- [Supplied passage]:
****
Conventional methods for 2D cell culture rely on two methods: either via the use of phenol/chloroform or with commercial kits using silica membranes in spin columns [116]. However, the inclusion of cells in hydrogels makes this step more difficult, and it presents more challenges that are technical. Indeed, the classical RNA extractions often do not allow for obtaining RNAs in sufficient quantity and/or quality for the subsequent performance of RTqPCR. Köster’s team conducted a study to investigate homogenization methods and RNA extraction techniques based on the most commonly used hydrogels (alginate, gelatin, and agarose) on hMSC cells [117]. For this purpose, four homogenization techniques are deployed. Regardless of the type of hydrogel, homogenization techniques using liquid nitrogen or a rotor stator should be excluded, as the yield of RNA is very low. In contrast, the amount of RNA is much higher for techniques using the micro-homogenizer or enzymatic/chemical digestion. The technique of frozen liquid nitrogen crushed by an electric crusher seems to be relevant for GelMA-type homogenization [44][112]. For extraction, Köster’s team shows that conventional commercial kits using silica membranes in spin columns do not provide a correct RNA yield for hMSC in alginate, gelatin, and agarose hydrogels [117]. However, other teams obtain satisfactory results with agarose-based or alginate hydrogels [45][118]. Hot phenol (HP), TRIzol (TR), cetyltrimethylammonium bromide (CTAB), and LiCl (LC) techniques have a better RNA yield, but the LiCL technique gives poor PCR results (e.g., dominating additional band, PCR product with incorrect size or no PCR product). For the same reasons, the TRIzol technique is not adapted for alginate gels for Köster’s team but it is for Ewa-Choy’s or Sbrana’s Teams [119][111]. Hot phenol and CTAB seem to be the most suitable techniques; hot phenol gives the best RNA yield, and CTAB gives the best RNA quality (equivalent to 2D culture) and low endpoint Ct values ~20.
****
- [Source material]:
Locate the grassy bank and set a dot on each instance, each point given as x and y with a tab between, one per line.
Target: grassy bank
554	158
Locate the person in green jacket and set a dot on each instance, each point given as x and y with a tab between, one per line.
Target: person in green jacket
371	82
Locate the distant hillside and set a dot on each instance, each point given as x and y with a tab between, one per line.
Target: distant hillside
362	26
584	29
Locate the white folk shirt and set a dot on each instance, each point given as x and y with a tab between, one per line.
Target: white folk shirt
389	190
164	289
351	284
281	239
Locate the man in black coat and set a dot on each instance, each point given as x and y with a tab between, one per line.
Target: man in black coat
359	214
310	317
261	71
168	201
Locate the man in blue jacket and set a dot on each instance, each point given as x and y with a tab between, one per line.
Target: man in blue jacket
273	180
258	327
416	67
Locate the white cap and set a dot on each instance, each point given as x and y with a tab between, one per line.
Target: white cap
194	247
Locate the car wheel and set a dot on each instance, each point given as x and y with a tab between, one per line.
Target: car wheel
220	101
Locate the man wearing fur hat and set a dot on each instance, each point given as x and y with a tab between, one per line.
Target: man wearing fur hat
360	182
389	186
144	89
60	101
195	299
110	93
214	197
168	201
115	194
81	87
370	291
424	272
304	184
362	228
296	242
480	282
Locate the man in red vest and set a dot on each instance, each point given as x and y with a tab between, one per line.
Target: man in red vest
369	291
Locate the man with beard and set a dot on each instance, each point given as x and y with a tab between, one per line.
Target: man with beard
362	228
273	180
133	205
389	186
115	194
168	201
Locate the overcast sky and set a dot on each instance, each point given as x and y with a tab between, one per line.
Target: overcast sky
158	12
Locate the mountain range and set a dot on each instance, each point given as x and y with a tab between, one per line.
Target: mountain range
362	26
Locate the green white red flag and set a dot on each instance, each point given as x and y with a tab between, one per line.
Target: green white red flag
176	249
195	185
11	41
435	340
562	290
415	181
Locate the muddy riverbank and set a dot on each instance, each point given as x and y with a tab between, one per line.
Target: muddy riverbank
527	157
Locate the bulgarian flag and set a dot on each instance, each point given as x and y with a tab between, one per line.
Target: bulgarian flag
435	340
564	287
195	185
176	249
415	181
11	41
****
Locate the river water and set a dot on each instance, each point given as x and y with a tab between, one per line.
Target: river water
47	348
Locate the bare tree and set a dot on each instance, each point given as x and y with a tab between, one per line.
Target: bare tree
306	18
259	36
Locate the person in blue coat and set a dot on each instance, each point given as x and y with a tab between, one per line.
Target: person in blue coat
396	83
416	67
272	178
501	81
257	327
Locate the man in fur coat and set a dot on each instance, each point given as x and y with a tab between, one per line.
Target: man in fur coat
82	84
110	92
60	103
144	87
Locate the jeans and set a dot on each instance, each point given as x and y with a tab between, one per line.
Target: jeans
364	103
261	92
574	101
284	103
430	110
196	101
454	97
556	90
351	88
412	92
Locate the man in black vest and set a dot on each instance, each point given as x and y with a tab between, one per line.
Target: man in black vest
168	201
****
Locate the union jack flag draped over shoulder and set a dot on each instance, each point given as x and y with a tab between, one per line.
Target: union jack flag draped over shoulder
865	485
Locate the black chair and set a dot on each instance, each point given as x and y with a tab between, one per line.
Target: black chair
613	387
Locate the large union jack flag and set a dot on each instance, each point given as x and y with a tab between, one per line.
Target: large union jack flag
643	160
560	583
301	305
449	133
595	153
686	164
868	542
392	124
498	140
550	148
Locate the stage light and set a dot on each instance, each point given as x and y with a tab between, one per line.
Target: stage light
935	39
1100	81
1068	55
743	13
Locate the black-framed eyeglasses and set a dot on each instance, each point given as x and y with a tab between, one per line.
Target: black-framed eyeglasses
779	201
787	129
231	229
****
- [What is required]:
Continue the passage on RNA extraction from cells cultured in hydrogels, given above before the material, starting after its last sentence.

- [Answer to this problem]:
2.2.2. Flow Cytometry

It can also be interesting to isolate cells to either promote cell expansion or analysis using flow cytometry, as this allows many cells to be analyzed very quickly. For this purpose, enzymatic degradation is possible for matrices derived from natural products, such as collagenase for GelMA or collagen hydrogels, hyaluronidase for hyaluronic acid-based gels, or alginate lyase for alginate hydrogels. Some materials can also be degraded by physical techniques, such as photo-degradation [120]. This step is critical because a too-prolonged enzyme treatment can induce significant cell death or even alter the membrane receptors. The limitation of this technique also lies in the fact that a large hydrogel is required to recover the necessary number of cells after degradation [121]. Then, standard labeling protocols such as 2D culture can be used. Flow cytometry allows quantitative measurements of many parameters simultaneously, such as viability, proliferation, cell cycle, and uptake of anti-cancer agents. As for microscopy, live/dead tests based on calcein AM and ethidium are the most commonly used, with propidium iodide or BrdU for the cell cycle. It is also interesting to use this technique to identify subpopulations or maintenance of a phenotype, such as chronic lymphocytic leukemia cells on CD5+CD19+IgM+ markers [119]. The disadvantage of flow cytometry compared to microscopy is the loss of spatial information. To compensate for this, Beaumont’s team developed a protocol based on the diffusion gradient of Hoechst 33342, which makes it possible to discriminate between internal and peripheral cells according to the intensity of Hoechst [122].
Table 3. Characterization technology of bioprinted constructs. Value of 3D bioprinting for cancer modelling. + for pros and − for cons.
Methods Description Pros and Cons Markers REF
Microscopy
Light Phase contrast Monitoring of proliferation and morphology of cells +: • Nondestructive
 • No markers are added
 • Low cost
 • Easy with transparent gels (GelMA, matrigel)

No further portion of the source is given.